Repeat every record word for word and omit the images.

Entries taken from a collection:
════════
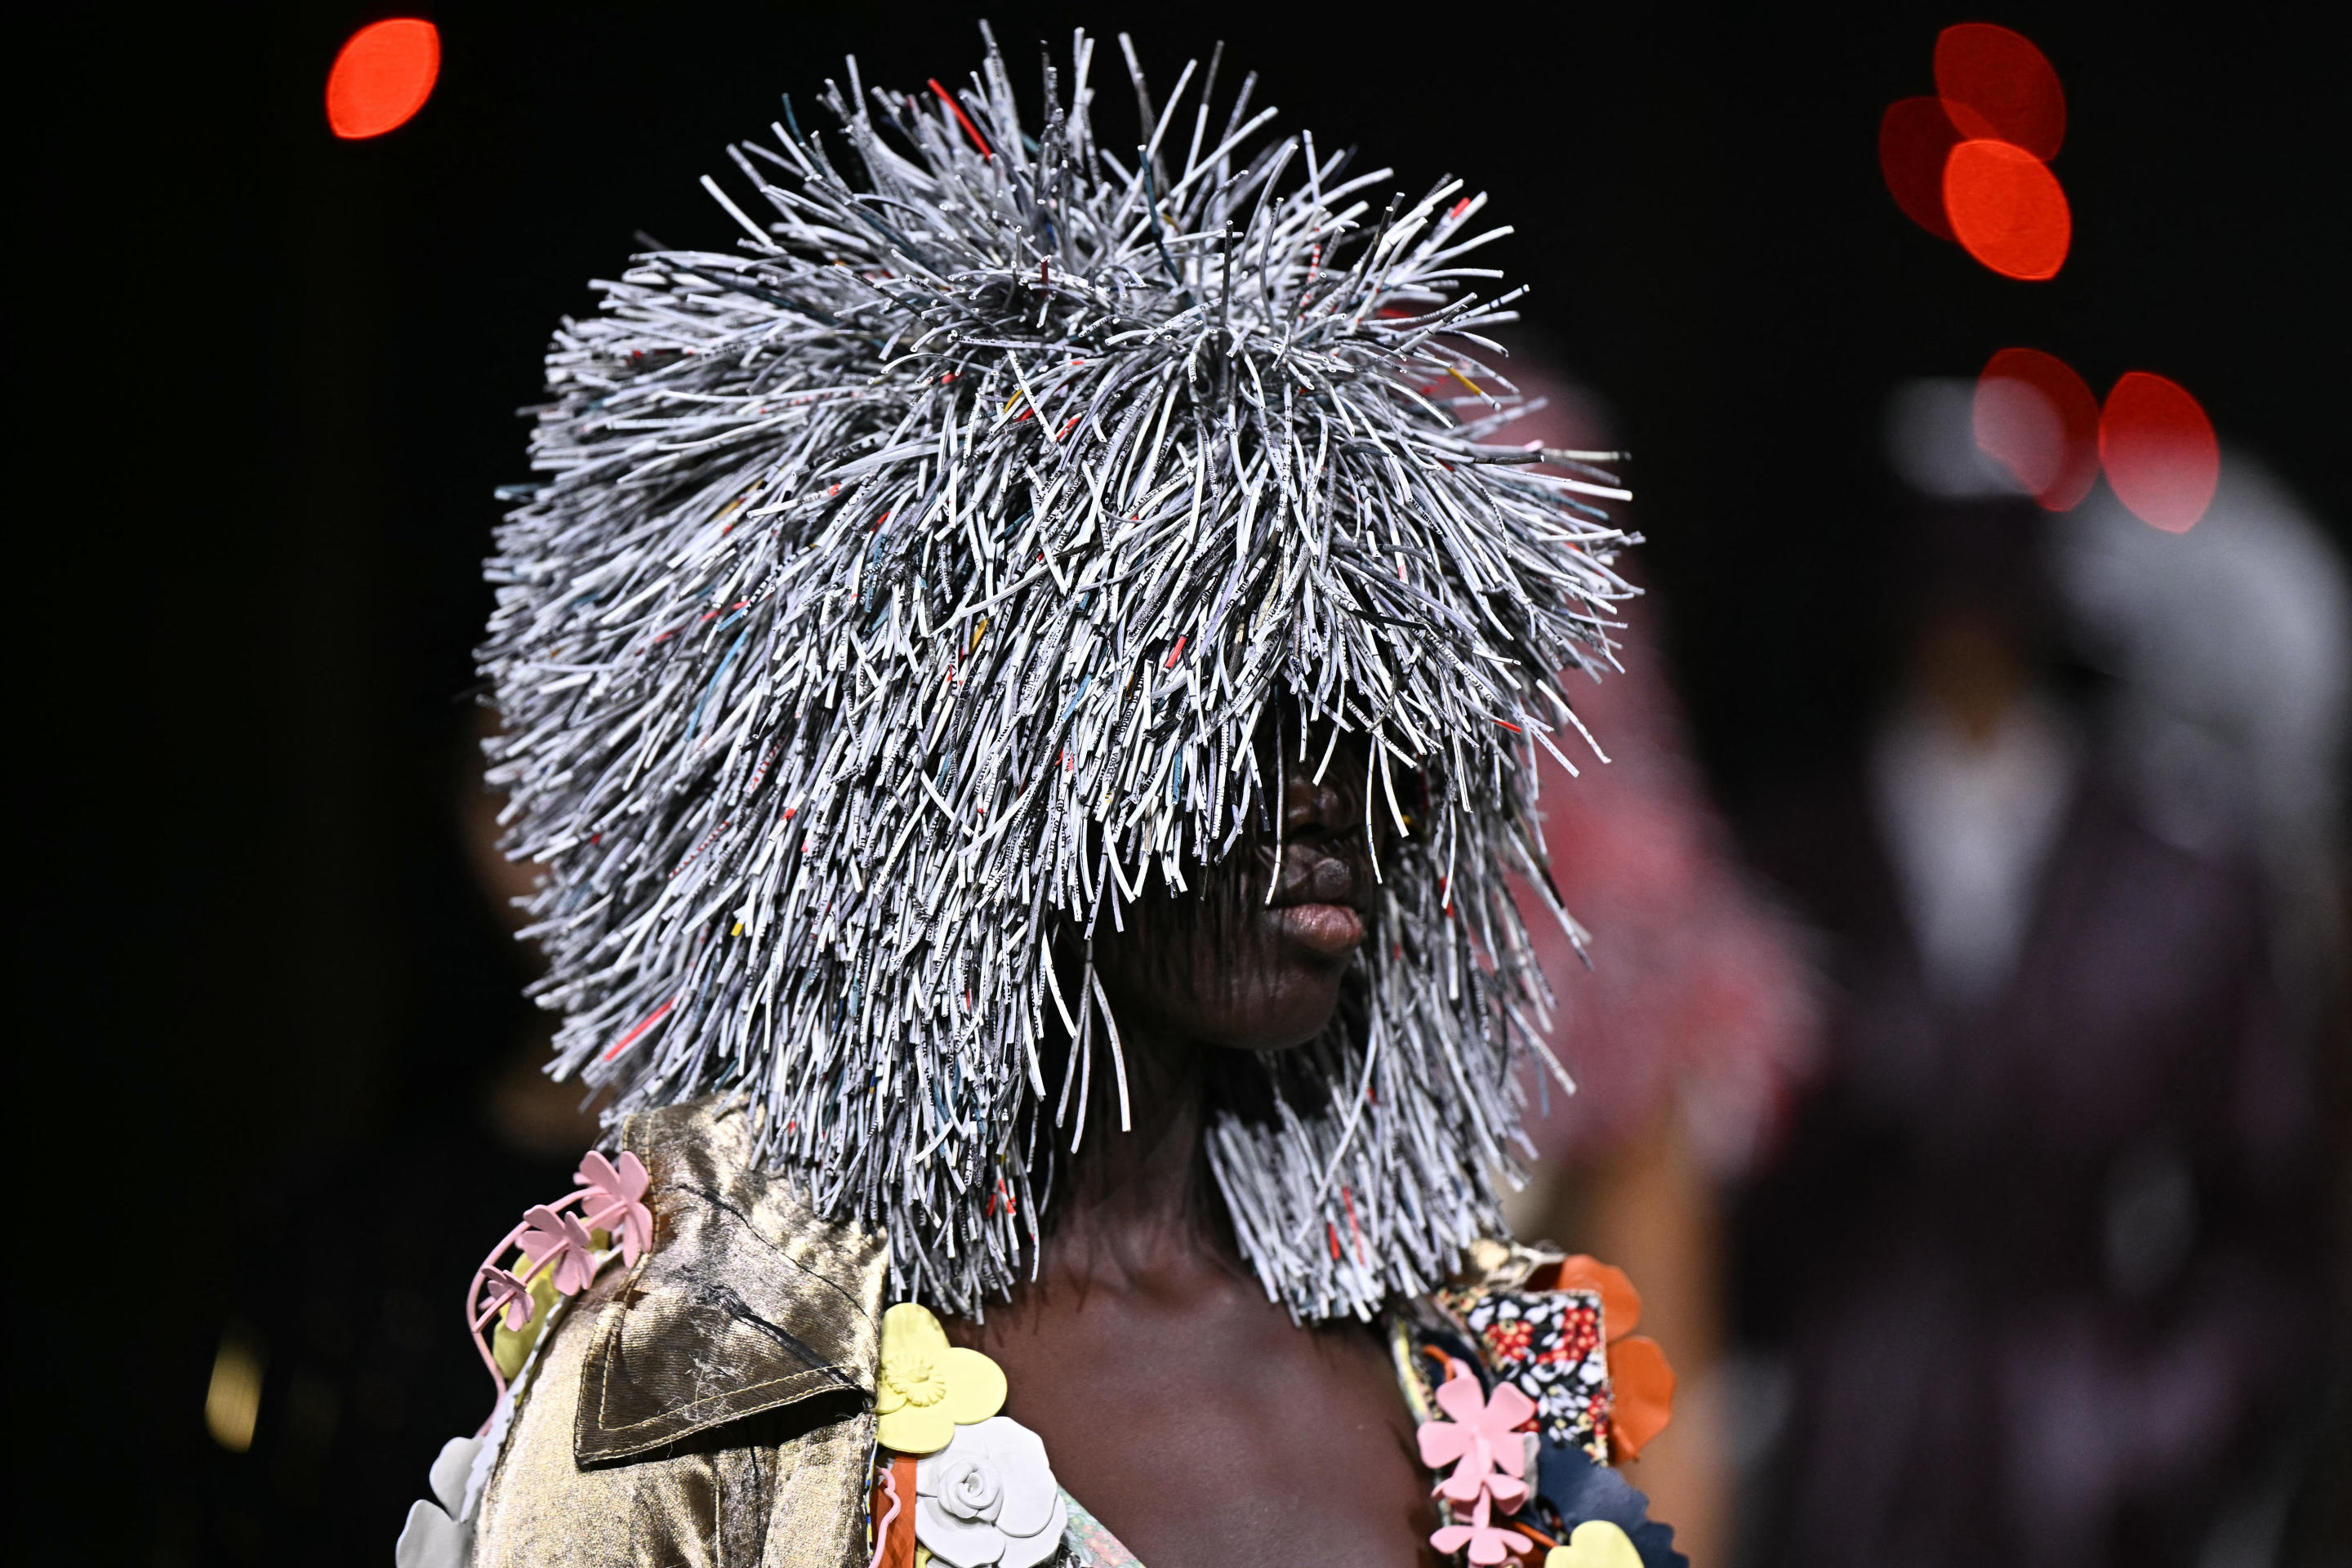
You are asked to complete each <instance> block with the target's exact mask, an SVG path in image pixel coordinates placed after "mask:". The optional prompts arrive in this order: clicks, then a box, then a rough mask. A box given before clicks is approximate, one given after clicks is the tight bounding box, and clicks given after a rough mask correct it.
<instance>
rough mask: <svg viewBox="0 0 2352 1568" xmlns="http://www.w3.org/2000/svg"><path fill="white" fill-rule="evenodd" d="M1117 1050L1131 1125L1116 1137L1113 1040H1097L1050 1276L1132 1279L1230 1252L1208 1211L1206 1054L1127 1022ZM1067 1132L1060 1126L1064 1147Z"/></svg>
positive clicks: (1052, 1234) (1186, 1044)
mask: <svg viewBox="0 0 2352 1568" xmlns="http://www.w3.org/2000/svg"><path fill="white" fill-rule="evenodd" d="M1120 1053H1122V1056H1124V1060H1127V1121H1129V1126H1127V1131H1120V1084H1117V1077H1120V1074H1117V1065H1115V1063H1112V1056H1110V1041H1108V1039H1105V1037H1103V1034H1096V1039H1094V1072H1091V1074H1089V1077H1091V1093H1089V1095H1087V1100H1089V1105H1087V1131H1084V1135H1082V1138H1080V1145H1077V1154H1068V1152H1065V1154H1063V1159H1065V1161H1068V1166H1065V1178H1063V1180H1061V1182H1056V1187H1058V1192H1056V1197H1054V1204H1056V1213H1054V1215H1051V1225H1049V1232H1047V1272H1051V1274H1063V1276H1082V1279H1098V1281H1103V1284H1110V1281H1115V1279H1127V1281H1131V1279H1134V1276H1138V1274H1143V1272H1155V1269H1167V1267H1178V1265H1183V1262H1195V1260H1207V1258H1214V1255H1216V1253H1218V1251H1225V1248H1230V1241H1225V1239H1223V1232H1225V1227H1223V1225H1218V1222H1216V1220H1214V1215H1211V1213H1204V1208H1209V1204H1204V1199H1207V1192H1204V1180H1202V1175H1204V1138H1207V1121H1204V1114H1202V1100H1204V1072H1202V1065H1204V1060H1207V1048H1202V1046H1195V1044H1190V1041H1181V1039H1171V1037H1164V1034H1155V1032H1152V1030H1150V1027H1134V1025H1129V1020H1122V1027H1120ZM1073 1110H1075V1107H1073ZM1073 1121H1075V1119H1073ZM1070 1133H1073V1128H1070V1126H1063V1131H1061V1140H1063V1150H1068V1147H1070V1145H1068V1140H1070Z"/></svg>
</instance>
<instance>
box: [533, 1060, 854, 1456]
mask: <svg viewBox="0 0 2352 1568" xmlns="http://www.w3.org/2000/svg"><path fill="white" fill-rule="evenodd" d="M621 1143H623V1145H626V1147H628V1150H633V1152H635V1154H637V1159H642V1161H644V1168H647V1173H649V1175H652V1185H649V1190H647V1206H649V1208H652V1211H654V1244H652V1246H649V1248H647V1253H644V1255H642V1258H640V1260H637V1267H635V1269H630V1272H628V1274H626V1276H623V1279H621V1281H619V1286H616V1288H614V1293H612V1298H609V1300H607V1302H604V1305H602V1309H600V1312H597V1319H595V1340H593V1342H590V1347H588V1363H586V1375H583V1378H581V1396H579V1415H576V1422H574V1458H576V1460H579V1462H581V1465H593V1462H612V1460H623V1458H630V1455H640V1453H647V1450H652V1448H663V1446H668V1443H675V1441H680V1439H684V1436H691V1434H696V1432H706V1429H710V1427H720V1425H724V1422H734V1420H743V1418H748V1415H760V1413H767V1410H781V1408H786V1406H797V1403H802V1401H809V1399H818V1396H826V1394H833V1396H840V1399H842V1401H847V1403H851V1408H854V1406H856V1403H870V1401H873V1392H875V1368H877V1363H880V1333H882V1328H880V1326H882V1276H884V1244H882V1234H880V1232H875V1229H870V1227H866V1225H858V1222H854V1220H849V1222H842V1220H823V1218H818V1215H816V1213H814V1208H809V1204H807V1201H804V1199H802V1197H800V1194H797V1192H793V1190H790V1185H788V1182H786V1180H783V1178H781V1175H776V1173H771V1171H762V1168H757V1164H755V1161H753V1126H750V1119H748V1114H746V1112H743V1110H741V1107H739V1105H713V1103H708V1100H703V1103H691V1105H675V1107H668V1110H656V1112H644V1114H637V1117H630V1119H628V1121H626V1126H623V1131H621Z"/></svg>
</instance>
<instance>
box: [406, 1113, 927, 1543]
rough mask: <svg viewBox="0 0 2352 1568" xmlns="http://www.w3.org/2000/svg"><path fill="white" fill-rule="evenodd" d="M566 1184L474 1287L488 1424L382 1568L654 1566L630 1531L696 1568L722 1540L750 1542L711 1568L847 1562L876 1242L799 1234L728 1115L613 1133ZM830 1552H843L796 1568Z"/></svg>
════════
_Output for this exercise_:
You are asked to complete each <instance> block with the target's exact mask, an SVG path in image pixel coordinates placed after "mask:". The optional prompts arrive in this order: clicks, then a box, then a rough mask. A box given before clicks is approximate, one given after clicks is the tight bounding box, and clicks given after a rough mask correct it.
<instance>
rough mask: <svg viewBox="0 0 2352 1568" xmlns="http://www.w3.org/2000/svg"><path fill="white" fill-rule="evenodd" d="M1117 1050L1131 1125L1116 1137L1113 1040H1097L1050 1276L1132 1279L1230 1252L1208 1211L1206 1054L1127 1022ZM1067 1132L1060 1126L1064 1147Z"/></svg>
positive clicks: (1052, 1234) (1186, 1044)
mask: <svg viewBox="0 0 2352 1568" xmlns="http://www.w3.org/2000/svg"><path fill="white" fill-rule="evenodd" d="M1120 1053H1122V1056H1124V1060H1127V1121H1129V1126H1127V1131H1120V1084H1117V1077H1120V1074H1117V1065H1115V1063H1112V1056H1110V1041H1108V1039H1105V1037H1103V1034H1096V1039H1094V1072H1091V1074H1089V1077H1091V1093H1089V1095H1087V1100H1089V1105H1087V1131H1084V1135H1082V1138H1080V1145H1077V1154H1068V1152H1065V1154H1063V1159H1065V1161H1068V1166H1065V1178H1063V1180H1061V1182H1056V1187H1058V1192H1056V1197H1054V1204H1056V1213H1054V1215H1051V1225H1049V1232H1047V1272H1051V1274H1063V1276H1082V1279H1098V1281H1103V1284H1110V1281H1115V1279H1127V1281H1131V1279H1134V1276H1138V1274H1143V1272H1155V1269H1167V1267H1178V1265H1183V1262H1195V1260H1207V1258H1214V1255H1216V1253H1218V1251H1225V1248H1230V1241H1225V1239H1223V1232H1225V1227H1223V1225H1218V1222H1216V1220H1214V1215H1211V1213H1204V1208H1209V1204H1204V1199H1207V1192H1204V1180H1202V1175H1204V1138H1207V1121H1204V1114H1202V1100H1204V1072H1202V1065H1204V1060H1207V1048H1202V1046H1195V1044H1190V1041H1181V1039H1171V1037H1164V1034H1155V1032H1152V1030H1150V1027H1134V1025H1129V1020H1122V1027H1120ZM1073 1110H1075V1107H1073ZM1073 1121H1075V1119H1073ZM1070 1133H1073V1128H1070V1126H1063V1131H1061V1140H1063V1150H1068V1147H1070V1145H1068V1140H1070Z"/></svg>
</instance>
<instance>
box: [533, 1060, 854, 1456]
mask: <svg viewBox="0 0 2352 1568" xmlns="http://www.w3.org/2000/svg"><path fill="white" fill-rule="evenodd" d="M621 1143H623V1145H626V1147H628V1150H633V1152H635V1154H637V1159H642V1161H644V1168H647V1173H649V1175H652V1185H649V1190H647V1206H649V1208H652V1211H654V1244H652V1246H649V1248H647V1253H644V1255H642V1258H640V1260H637V1267H635V1269H630V1272H628V1274H626V1276H623V1279H621V1281H619V1286H616V1288H614V1293H612V1298H609V1300H607V1302H604V1305H602V1309H600V1312H597V1319H595V1340H593V1342H590V1347H588V1363H586V1375H583V1378H581V1396H579V1415H576V1422H574V1458H576V1460H579V1462H581V1465H593V1462H612V1460H623V1458H630V1455H640V1453H647V1450H652V1448H663V1446H668V1443H675V1441H680V1439H684V1436H691V1434H696V1432H706V1429H710V1427H720V1425H724V1422H734V1420H743V1418H748V1415H760V1413H767V1410H781V1408H786V1406H797V1403H802V1401H809V1399H818V1396H826V1394H833V1396H840V1399H842V1401H847V1403H851V1408H854V1406H856V1403H870V1401H873V1392H875V1368H877V1363H880V1333H882V1328H880V1326H882V1276H884V1244H882V1234H880V1232H875V1229H870V1227H866V1225H858V1222H854V1220H849V1222H842V1220H823V1218H818V1215H816V1213H814V1208H809V1204H807V1201H804V1199H802V1197H800V1194H797V1192H793V1190H790V1185H788V1182H786V1180H783V1178H781V1175H776V1173H771V1171H762V1168H757V1164H755V1161H753V1126H750V1119H748V1114H746V1112H743V1110H741V1107H739V1105H713V1103H708V1100H703V1103H691V1105H675V1107H668V1110H656V1112H644V1114H637V1117H630V1119H628V1121H626V1126H623V1131H621Z"/></svg>
</instance>
<instance>
box: [406, 1113, 927, 1543]
rough mask: <svg viewBox="0 0 2352 1568" xmlns="http://www.w3.org/2000/svg"><path fill="white" fill-rule="evenodd" d="M566 1184L474 1287L488 1424L382 1568L654 1566L630 1531L696 1568L722 1540L750 1542L711 1568L847 1562L876 1242L799 1234L728 1115L613 1133ZM830 1552H843L796 1568Z"/></svg>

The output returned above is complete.